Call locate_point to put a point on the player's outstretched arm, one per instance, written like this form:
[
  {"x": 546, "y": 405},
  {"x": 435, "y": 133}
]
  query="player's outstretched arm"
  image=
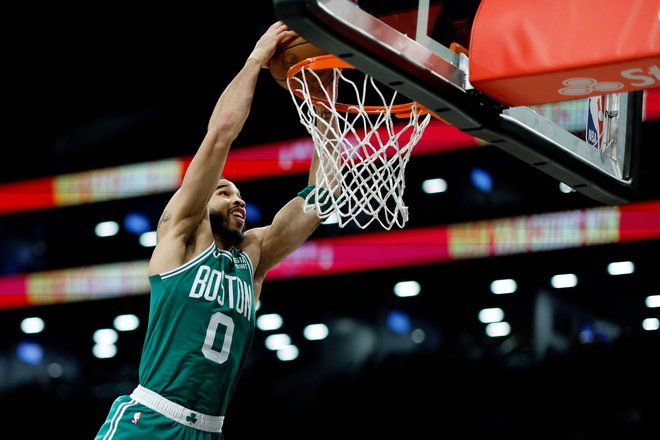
[{"x": 184, "y": 213}]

** Required work **
Render every line of the items above as a Markdown table with the columns "No." and "Text", numbering each row and skipping blank lines. Leave the pictures out.

** Solution **
| No. | Text |
|---|---|
| 1 | Call locate_point to put a point on the player's outstretched arm, one per instance, written like this form: |
| 2 | [ |
| 3 |   {"x": 546, "y": 405}, |
| 4 |   {"x": 435, "y": 133} |
| 5 | ] |
| 6 |   query="player's outstretched arm" |
| 7 |   image= |
| 8 | [{"x": 184, "y": 213}] |